GIVEN PROBLEM:
Copy out the rows from the line with "I'm trying to find the layered" to the line with "266,18 -> 375,162", both included, reproducing each one verbatim.

DATASET CONTENT:
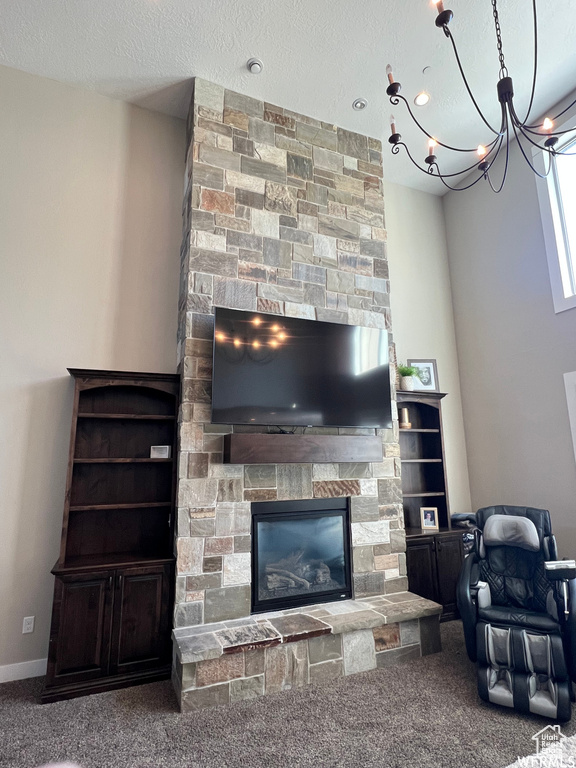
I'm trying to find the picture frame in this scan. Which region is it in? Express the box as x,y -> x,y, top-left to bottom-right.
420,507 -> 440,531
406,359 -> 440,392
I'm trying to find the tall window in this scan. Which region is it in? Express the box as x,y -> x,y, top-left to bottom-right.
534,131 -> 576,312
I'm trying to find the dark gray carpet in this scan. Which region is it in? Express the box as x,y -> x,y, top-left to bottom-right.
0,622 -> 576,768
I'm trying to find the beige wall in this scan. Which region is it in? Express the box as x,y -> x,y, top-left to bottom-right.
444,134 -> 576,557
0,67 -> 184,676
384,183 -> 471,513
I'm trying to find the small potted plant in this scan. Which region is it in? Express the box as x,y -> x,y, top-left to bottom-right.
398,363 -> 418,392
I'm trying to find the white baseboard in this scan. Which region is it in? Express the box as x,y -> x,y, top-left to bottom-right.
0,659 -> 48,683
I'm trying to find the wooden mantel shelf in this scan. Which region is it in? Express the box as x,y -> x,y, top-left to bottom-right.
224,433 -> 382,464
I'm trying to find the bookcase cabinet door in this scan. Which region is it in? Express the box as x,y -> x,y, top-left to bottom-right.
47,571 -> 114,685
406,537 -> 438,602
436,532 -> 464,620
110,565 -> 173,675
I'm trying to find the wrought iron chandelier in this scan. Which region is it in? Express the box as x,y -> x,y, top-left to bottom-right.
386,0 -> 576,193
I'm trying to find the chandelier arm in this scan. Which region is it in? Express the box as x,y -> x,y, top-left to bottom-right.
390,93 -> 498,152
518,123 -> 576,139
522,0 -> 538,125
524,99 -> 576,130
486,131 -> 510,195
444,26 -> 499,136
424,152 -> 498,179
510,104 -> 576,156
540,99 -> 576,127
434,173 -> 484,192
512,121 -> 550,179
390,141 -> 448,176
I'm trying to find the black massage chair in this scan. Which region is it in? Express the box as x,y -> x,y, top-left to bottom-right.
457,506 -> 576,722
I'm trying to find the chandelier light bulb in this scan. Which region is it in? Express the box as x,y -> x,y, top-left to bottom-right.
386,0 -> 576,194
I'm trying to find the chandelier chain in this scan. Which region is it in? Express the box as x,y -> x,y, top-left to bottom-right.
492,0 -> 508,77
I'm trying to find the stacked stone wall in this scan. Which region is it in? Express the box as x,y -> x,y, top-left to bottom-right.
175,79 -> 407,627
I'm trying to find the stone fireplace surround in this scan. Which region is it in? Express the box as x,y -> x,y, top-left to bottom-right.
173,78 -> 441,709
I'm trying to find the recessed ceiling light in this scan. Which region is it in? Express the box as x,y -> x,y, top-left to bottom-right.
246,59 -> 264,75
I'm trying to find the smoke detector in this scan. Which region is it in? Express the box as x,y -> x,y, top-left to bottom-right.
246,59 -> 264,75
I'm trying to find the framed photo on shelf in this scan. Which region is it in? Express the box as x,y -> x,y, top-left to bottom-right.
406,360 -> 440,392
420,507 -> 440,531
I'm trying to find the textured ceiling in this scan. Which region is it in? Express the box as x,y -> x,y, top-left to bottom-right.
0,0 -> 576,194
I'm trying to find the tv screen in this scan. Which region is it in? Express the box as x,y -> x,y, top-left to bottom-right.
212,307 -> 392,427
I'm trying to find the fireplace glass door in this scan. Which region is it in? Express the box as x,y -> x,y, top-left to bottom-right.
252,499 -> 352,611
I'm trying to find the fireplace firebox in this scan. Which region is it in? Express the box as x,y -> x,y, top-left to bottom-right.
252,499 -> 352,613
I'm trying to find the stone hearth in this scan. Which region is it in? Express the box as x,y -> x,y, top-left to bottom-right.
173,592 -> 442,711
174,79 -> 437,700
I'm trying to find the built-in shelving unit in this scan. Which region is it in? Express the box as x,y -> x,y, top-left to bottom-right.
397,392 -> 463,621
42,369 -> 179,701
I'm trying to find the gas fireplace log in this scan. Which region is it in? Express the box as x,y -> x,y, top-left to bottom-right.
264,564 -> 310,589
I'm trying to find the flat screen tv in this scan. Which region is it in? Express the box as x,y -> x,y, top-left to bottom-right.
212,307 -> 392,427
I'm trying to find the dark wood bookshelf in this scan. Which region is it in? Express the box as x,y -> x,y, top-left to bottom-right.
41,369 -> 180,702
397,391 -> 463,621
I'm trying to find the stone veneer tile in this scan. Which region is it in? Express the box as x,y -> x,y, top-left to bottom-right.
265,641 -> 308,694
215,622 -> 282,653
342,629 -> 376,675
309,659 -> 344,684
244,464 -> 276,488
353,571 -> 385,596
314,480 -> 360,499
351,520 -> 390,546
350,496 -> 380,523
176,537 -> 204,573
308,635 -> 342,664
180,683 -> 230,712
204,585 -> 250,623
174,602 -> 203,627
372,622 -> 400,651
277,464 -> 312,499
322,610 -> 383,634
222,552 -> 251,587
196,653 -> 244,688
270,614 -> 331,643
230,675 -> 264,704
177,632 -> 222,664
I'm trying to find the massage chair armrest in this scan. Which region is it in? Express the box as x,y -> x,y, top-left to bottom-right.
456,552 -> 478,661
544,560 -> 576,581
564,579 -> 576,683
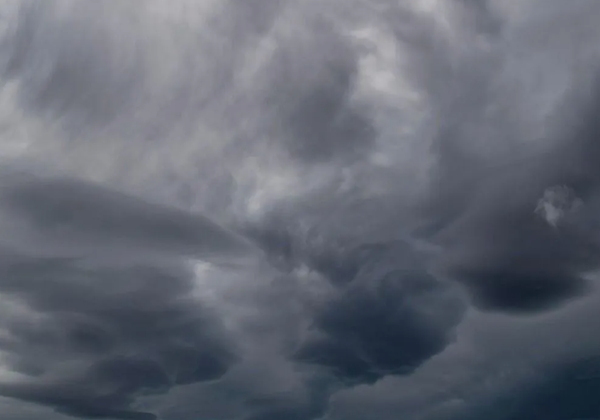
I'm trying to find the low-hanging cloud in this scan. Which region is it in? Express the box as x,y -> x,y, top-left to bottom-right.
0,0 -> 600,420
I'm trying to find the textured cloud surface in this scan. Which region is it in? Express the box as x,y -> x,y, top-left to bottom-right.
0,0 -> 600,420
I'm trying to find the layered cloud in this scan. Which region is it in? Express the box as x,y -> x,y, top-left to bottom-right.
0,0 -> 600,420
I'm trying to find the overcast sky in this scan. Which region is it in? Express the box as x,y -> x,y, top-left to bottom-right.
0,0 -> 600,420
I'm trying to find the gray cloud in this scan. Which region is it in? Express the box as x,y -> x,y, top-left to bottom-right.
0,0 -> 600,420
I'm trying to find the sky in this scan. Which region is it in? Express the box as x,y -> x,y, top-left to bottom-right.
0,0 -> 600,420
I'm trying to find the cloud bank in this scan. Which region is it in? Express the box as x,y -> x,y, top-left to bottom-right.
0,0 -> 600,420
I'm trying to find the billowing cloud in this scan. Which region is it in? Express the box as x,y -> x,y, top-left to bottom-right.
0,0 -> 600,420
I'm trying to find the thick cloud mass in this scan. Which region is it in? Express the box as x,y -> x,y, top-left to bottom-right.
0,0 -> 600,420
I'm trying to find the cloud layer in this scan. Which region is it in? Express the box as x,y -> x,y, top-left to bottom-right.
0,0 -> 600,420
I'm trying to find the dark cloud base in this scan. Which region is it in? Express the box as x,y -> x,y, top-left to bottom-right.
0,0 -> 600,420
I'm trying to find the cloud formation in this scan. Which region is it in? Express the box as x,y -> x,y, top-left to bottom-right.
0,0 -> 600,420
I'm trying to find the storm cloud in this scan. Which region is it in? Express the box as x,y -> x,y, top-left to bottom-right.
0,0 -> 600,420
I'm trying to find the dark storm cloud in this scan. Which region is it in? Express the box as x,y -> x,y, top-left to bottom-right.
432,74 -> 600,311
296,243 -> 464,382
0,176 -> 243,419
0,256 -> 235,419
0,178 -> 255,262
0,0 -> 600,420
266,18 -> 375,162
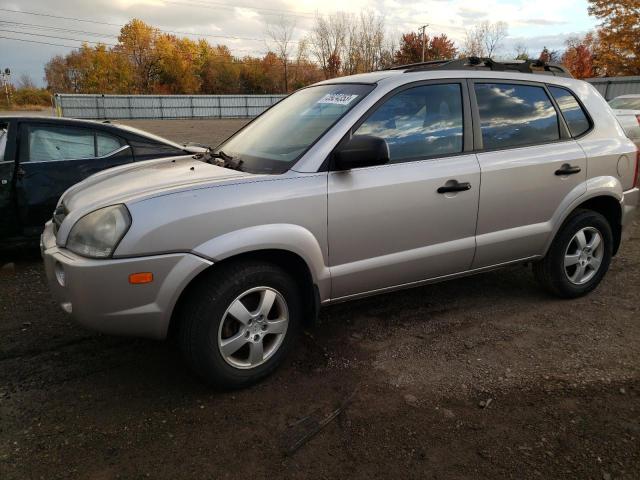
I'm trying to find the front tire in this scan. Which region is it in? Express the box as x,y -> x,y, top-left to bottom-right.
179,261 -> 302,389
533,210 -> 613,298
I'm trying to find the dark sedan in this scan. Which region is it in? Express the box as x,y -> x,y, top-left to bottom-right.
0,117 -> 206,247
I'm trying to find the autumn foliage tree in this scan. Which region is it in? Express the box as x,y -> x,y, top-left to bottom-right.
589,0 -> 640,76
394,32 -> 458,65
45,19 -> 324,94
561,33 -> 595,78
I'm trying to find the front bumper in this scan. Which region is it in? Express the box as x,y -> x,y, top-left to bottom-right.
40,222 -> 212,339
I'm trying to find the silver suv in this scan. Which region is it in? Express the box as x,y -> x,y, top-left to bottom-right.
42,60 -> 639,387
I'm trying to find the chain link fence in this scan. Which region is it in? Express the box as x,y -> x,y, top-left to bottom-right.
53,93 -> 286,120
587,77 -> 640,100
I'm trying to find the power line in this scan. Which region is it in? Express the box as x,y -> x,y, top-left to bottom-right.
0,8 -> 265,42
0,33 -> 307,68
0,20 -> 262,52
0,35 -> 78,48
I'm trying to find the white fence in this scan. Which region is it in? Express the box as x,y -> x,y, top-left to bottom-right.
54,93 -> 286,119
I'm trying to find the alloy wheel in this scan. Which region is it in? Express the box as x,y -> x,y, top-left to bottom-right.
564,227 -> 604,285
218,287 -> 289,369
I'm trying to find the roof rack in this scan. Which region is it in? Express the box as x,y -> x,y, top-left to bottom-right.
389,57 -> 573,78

IN RESPONSE:
I'm trying to find the layered cloud in this scan. Which region is it in? Express the box as x,y -> x,y, top-left to bottom-right.
0,0 -> 600,420
I'm trying to find the overcast sky in this scan. Which region is it in? Express the box as x,y -> x,y, top-left to bottom-right.
0,0 -> 600,420
I'm trying to find the gray cloud in this scan. Which region is it in? Express the box as x,y -> x,y, top-left to bottom-right.
0,0 -> 600,420
I'm trying to find the sky in this scan. Which region is it in? Express the box as x,y -> x,y, top-left to bottom-right.
0,0 -> 600,420
I'm trying to find the cloud bank in this scan. Which region is it in? Express the box as x,y -> x,y, top-left to bottom-right.
0,0 -> 600,420
I'm trying to find the billowing cloud in this scan. Which region is it in? Express the box as x,y -> x,y, top-left to bottom-right.
0,0 -> 600,420
I'm trying to find the thick cloud mass in this scan. Which region is it in? Express the box as x,y -> x,y, top-left to bottom-right.
0,0 -> 600,420
I'm trying to find the cloud layer in this scan. Which region is it in? Express the box as x,y -> x,y, top-left to bottom-right.
0,0 -> 600,420
I'm trying to find the dark cloud base in this scan. Which region is it in? Express the box as x,y -> x,y, top-left to bottom-right.
0,0 -> 600,420
I'm trying to find the cloud formation in this scan. Which region is it in? Express the box as x,y -> x,y, top-left to bottom-right.
0,0 -> 600,420
I'm trying to find the storm cloud in this scan. Which region is it in? Express the box as x,y -> x,y, top-left to bottom-right.
0,0 -> 600,420
I'm trying to find the dark storm cloud in this scan. Which region is it in? Express the box as x,y -> x,y, top-left to bottom-right.
432,74 -> 600,311
296,243 -> 464,382
0,176 -> 243,419
0,256 -> 235,419
0,178 -> 255,262
0,0 -> 600,420
266,18 -> 375,162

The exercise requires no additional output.